------ Selection ------

Char array has different address when copied by pointer

What I'm trying to do is cheat the const-ness of the member variables of the class. So I have the following code:

"StringView.hh":

#pragma once
#include <cstring>

class StringView {
public:
  const char* _begin = nullptr;
  const char* _end = nullptr;

  explicit StringView(const char* str) : _begin(str), _end(str + strlen(str)) {}
};

main.cpp:

#include <iostream>
#include "StringView.hh"

int main() {
  char str[] = "cat";
  StringView sv(str);

  std::cout << str << '\n';

  void *pointer = reinterpret_cast<void *>(&sv);
//  *(char *) pointer = 'b'; // I would also like to set it to a whole string, but that doesn't work, it would work if it was std::string, not char *, maybe char ** would work?
//  std::cout << str << '\n';

  std::cout << "Pointer to StringView: " << pointer << "\n";
  std::cout << "String: " << (void *)str << "\n";
  std::cout << "String from StringView _begin: " << (void *)sv._begin << "\n";

  return 0;
}

Result:

cat
Pointer to StringView: 0xe25bffde0
String: 0xe25bffdf4
String from StringView _begin: 0xe25bffdf4

So the string and the string from StringView have the exact same address. This happens both on cmake and gcc, however the pointer in main.cpp doesn't. Why is that?

------

» **Written task 1**: In the StringView post, what address does the output report for the pointer to StringView?
» **Written task 2**: Repeat the section of the StringView post that begins at the words "So the string" and stops after "Why is that?".
» **Written task 3**: List every header named in an #include directive in the StringView post.

------ Given data ------

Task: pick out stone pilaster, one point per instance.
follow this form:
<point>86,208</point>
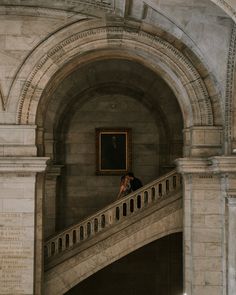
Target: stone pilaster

------

» **Complete response 1**: 0xe25bffde0

» **Complete response 2**:
So the string and the string from StringView have the exact same address. This happens both on cmake and gcc, however the pointer in main.cpp doesn't. Why is that?

» **Complete response 3**: <cstring>, "StringView.hh", <iostream>